## WHAT YOU WILL DO
Output the full listing word for word.

DATA SHOWN Block Start

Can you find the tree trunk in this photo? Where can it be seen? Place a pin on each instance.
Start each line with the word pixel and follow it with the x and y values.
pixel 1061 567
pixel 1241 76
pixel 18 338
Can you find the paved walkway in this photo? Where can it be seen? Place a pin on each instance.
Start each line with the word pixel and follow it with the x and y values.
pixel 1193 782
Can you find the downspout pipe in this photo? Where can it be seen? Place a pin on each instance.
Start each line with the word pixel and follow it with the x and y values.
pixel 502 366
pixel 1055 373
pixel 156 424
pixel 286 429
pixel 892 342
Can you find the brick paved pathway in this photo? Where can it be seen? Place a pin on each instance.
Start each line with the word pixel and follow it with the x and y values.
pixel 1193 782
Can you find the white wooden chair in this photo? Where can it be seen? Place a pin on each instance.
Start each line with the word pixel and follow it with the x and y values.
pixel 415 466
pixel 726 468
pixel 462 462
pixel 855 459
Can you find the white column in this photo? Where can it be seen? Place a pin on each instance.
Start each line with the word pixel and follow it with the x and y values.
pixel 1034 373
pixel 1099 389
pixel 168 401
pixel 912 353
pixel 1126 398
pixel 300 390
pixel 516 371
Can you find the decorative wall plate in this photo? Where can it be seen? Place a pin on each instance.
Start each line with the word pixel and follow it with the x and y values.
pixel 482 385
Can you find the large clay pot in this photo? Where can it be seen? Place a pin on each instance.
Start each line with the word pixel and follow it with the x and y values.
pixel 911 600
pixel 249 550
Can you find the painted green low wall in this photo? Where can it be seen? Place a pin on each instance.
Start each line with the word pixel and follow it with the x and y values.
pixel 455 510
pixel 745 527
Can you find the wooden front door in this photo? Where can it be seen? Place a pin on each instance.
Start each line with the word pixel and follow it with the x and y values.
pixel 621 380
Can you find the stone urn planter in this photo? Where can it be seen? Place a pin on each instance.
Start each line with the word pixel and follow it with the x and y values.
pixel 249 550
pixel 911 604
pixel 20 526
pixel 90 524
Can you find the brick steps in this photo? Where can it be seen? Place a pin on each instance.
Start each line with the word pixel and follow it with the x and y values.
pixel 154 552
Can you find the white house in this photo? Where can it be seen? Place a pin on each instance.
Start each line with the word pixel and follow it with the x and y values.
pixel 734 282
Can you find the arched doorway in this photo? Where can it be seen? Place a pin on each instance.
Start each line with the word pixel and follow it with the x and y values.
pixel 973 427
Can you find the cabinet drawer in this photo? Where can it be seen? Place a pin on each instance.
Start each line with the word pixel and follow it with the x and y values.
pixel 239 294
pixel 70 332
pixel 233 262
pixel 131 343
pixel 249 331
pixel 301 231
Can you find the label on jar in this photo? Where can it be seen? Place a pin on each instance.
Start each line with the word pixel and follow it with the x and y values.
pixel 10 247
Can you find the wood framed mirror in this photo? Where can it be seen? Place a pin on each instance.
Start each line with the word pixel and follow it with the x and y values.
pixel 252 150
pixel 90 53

DATA SHOWN Block End

## RESPONSE
Can you find the tree trunk in this photo? Where can it be seen? Place a pin on each instance.
Start each line with the word pixel and follow it with the x and y values.
pixel 1061 567
pixel 1241 76
pixel 18 338
Can you find the paved walkway in this photo? Where can it be seen? Place a pin on each instance.
Start each line with the word pixel and follow it with the x and y values.
pixel 1193 782
Can you find the downspout pipe in this photo? Where can it be seen? Place a pin on each instance.
Start each line with the word pixel and follow it with the x and y values.
pixel 502 366
pixel 1055 373
pixel 156 424
pixel 286 429
pixel 892 342
Can you find the brick paved pathway in this photo? Where can it be seen? Place a pin on each instance.
Start each line with the word pixel and follow it with the x and y values.
pixel 1193 782
Can you find the white wooden chair in this photo? Where can it be seen? Place a pin on each instance.
Start each line with the word pixel and follow it with the x and y values.
pixel 415 466
pixel 726 468
pixel 462 462
pixel 855 459
Can you find the white column in this photo? Where can it be seen? Place a pin on each instance.
Start each line with the word pixel and follow it with the x and y values.
pixel 1034 373
pixel 1099 389
pixel 168 401
pixel 912 353
pixel 1126 398
pixel 300 390
pixel 516 371
Can you find the decorative wall plate in this photo? Where can it be seen? Place a pin on each instance.
Start each line with the word pixel and follow it with the x and y values.
pixel 482 385
Can you find the large clay pot in this photo? Where can it be seen? Place a pin on each instance.
Start each line with the word pixel and follow it with the x and y values.
pixel 911 600
pixel 249 550
Can you find the painted green low wall in this photo? Where can it be seen? Place a pin on each instance.
Start each line with the word pixel and follow it with the x and y values.
pixel 455 510
pixel 745 527
Can you find the wooden front door in this photo? Where can it be seen? Place a pin on each instance.
Start each line with the word pixel and follow it with the x and y values.
pixel 621 380
Can you find the stone urn planter in this photo? Where can it be seen? Place a pin on each instance.
Start each line with the word pixel and follow it with the x and y values.
pixel 249 550
pixel 911 604
pixel 20 526
pixel 90 524
Can you find the brick steps in this photo? Where can it be seen? Place a pin on each instance.
Start each line with the word pixel and follow it with the x and y values.
pixel 154 552
Can you find the white house in this photo? Where can it be seen? Place a pin on each instance.
Start each line with the word pixel and follow it with the x and y values.
pixel 734 282
Can you find the arched doorway in this photo? Where can it be seen? Place a pin on each instance.
Start each line with the word pixel and follow it with the x and y values.
pixel 973 427
Can you find the cabinet drawer in this photo? Where can it be seen? Place a pin on each instance.
Start each line with the word pixel and follow it with the x and y values.
pixel 239 294
pixel 70 332
pixel 233 262
pixel 131 343
pixel 249 331
pixel 301 231
Can you find the label on jar in this photo? Where can it be seen? Place a pin on each instance.
Start each line with the word pixel and follow it with the x and y values.
pixel 10 247
Can you find the wood framed mirror in this photo? Where can it be seen? Place a pin on each instance.
Start each line with the word pixel and follow it with the x and y values.
pixel 252 150
pixel 90 53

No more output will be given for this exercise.